(Extracted records)
--------------------------------

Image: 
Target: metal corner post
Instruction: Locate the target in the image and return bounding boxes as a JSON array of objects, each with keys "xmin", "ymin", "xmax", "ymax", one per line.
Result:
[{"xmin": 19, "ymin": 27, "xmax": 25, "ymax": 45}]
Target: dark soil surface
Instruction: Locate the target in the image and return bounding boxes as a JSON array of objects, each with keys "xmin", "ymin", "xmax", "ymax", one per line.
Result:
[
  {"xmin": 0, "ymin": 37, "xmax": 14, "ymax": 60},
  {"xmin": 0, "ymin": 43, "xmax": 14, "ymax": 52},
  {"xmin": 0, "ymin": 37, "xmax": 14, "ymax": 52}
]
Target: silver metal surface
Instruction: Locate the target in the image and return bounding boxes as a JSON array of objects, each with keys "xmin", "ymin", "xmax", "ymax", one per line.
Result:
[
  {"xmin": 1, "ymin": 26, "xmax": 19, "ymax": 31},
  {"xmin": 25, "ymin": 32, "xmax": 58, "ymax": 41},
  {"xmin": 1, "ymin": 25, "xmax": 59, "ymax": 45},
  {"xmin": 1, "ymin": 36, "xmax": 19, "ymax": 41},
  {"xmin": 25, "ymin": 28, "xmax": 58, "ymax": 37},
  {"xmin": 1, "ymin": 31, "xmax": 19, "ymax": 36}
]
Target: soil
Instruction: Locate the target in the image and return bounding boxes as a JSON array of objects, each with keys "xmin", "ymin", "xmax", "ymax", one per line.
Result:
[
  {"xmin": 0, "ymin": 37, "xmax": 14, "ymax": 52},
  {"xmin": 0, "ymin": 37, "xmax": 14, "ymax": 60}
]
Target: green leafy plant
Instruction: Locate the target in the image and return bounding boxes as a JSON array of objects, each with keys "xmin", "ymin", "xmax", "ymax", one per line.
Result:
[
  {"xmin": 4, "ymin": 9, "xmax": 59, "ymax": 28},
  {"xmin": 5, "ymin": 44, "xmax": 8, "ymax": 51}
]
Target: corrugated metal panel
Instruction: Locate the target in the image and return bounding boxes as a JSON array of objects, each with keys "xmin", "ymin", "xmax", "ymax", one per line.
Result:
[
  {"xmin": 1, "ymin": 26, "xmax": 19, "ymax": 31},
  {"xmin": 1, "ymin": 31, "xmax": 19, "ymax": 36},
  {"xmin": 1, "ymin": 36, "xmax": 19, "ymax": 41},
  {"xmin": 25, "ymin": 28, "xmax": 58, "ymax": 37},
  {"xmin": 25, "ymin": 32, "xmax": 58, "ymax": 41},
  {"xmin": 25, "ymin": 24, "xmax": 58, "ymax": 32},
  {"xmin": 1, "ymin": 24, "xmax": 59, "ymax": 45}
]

--------------------------------

■ EXERCISE DESCRIPTION
Repeat every entry exactly, leaving nothing out.

■ TASK OUTPUT
Image: 
Target: metal corner post
Instruction: Locate the target in the image and return bounding boxes as a JSON array of objects, each with keys "xmin", "ymin", "xmax", "ymax", one per line.
Result:
[{"xmin": 19, "ymin": 27, "xmax": 25, "ymax": 45}]
Target: dark soil surface
Instruction: Locate the target in the image and return bounding boxes as a JSON array of objects, each with keys "xmin", "ymin", "xmax", "ymax", one per line.
Result:
[
  {"xmin": 0, "ymin": 37, "xmax": 14, "ymax": 60},
  {"xmin": 0, "ymin": 43, "xmax": 14, "ymax": 52},
  {"xmin": 0, "ymin": 37, "xmax": 14, "ymax": 52}
]
Target: silver metal surface
Instruction: Locate the target in the image and return bounding boxes as a JSON array of objects, each with keys "xmin", "ymin", "xmax", "ymax", one per line.
Result:
[
  {"xmin": 1, "ymin": 26, "xmax": 19, "ymax": 31},
  {"xmin": 25, "ymin": 32, "xmax": 58, "ymax": 41},
  {"xmin": 1, "ymin": 25, "xmax": 59, "ymax": 45},
  {"xmin": 1, "ymin": 36, "xmax": 19, "ymax": 41},
  {"xmin": 25, "ymin": 28, "xmax": 58, "ymax": 37},
  {"xmin": 1, "ymin": 31, "xmax": 19, "ymax": 36}
]
Target: soil
Instruction: Locate the target in the image and return bounding boxes as a JSON array of objects, each with keys "xmin", "ymin", "xmax", "ymax", one per line.
Result:
[
  {"xmin": 0, "ymin": 37, "xmax": 14, "ymax": 52},
  {"xmin": 0, "ymin": 37, "xmax": 14, "ymax": 60}
]
Target: green leafy plant
Instruction: Locate the target in the image and return bounding boxes as a JSON array of objects, each with keys "xmin", "ymin", "xmax", "ymax", one per line.
Result:
[
  {"xmin": 4, "ymin": 9, "xmax": 59, "ymax": 28},
  {"xmin": 5, "ymin": 44, "xmax": 8, "ymax": 51}
]
Target: corrugated metal panel
Instruction: Locate the target in the image and return bounding boxes as a JSON array of objects, each with keys "xmin", "ymin", "xmax", "ymax", one per line.
Result:
[
  {"xmin": 1, "ymin": 26, "xmax": 19, "ymax": 31},
  {"xmin": 1, "ymin": 31, "xmax": 19, "ymax": 36},
  {"xmin": 1, "ymin": 36, "xmax": 19, "ymax": 41},
  {"xmin": 25, "ymin": 28, "xmax": 58, "ymax": 37},
  {"xmin": 25, "ymin": 32, "xmax": 58, "ymax": 41},
  {"xmin": 25, "ymin": 24, "xmax": 58, "ymax": 32},
  {"xmin": 1, "ymin": 24, "xmax": 59, "ymax": 45}
]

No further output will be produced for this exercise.